**Instructions for the task:** Give a verbatim copy of the lines below, minus the pictures.

[Spatial localization data]
BEGIN

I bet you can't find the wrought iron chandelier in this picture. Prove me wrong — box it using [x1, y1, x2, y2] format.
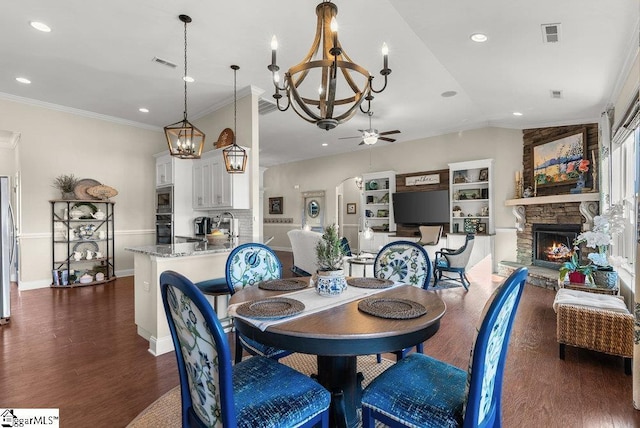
[268, 1, 391, 131]
[223, 65, 248, 173]
[164, 14, 205, 159]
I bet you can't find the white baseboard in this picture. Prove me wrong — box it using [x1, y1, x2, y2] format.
[149, 335, 175, 356]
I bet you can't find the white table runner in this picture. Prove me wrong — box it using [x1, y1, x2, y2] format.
[228, 282, 401, 331]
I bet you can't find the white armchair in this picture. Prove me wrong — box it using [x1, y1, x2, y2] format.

END

**Result for this task:**
I bet you can't find the wrought iron chandelier in this picture. Prove me wrong — box it using [x1, y1, x2, y2] format.
[268, 1, 391, 131]
[223, 65, 248, 173]
[164, 14, 205, 159]
I bet you can't find the white baseboard in this picture. Prove me wrong — box it using [x1, y1, x2, y2] format.
[149, 335, 175, 356]
I bet you can't find the white table runner in this picture. Prove me wrong — box it using [x1, y1, x2, y2] format.
[228, 282, 401, 331]
I bet you can't find the white armchair in this picture. Prove me wrong — box it using [x1, y1, x2, y2] format.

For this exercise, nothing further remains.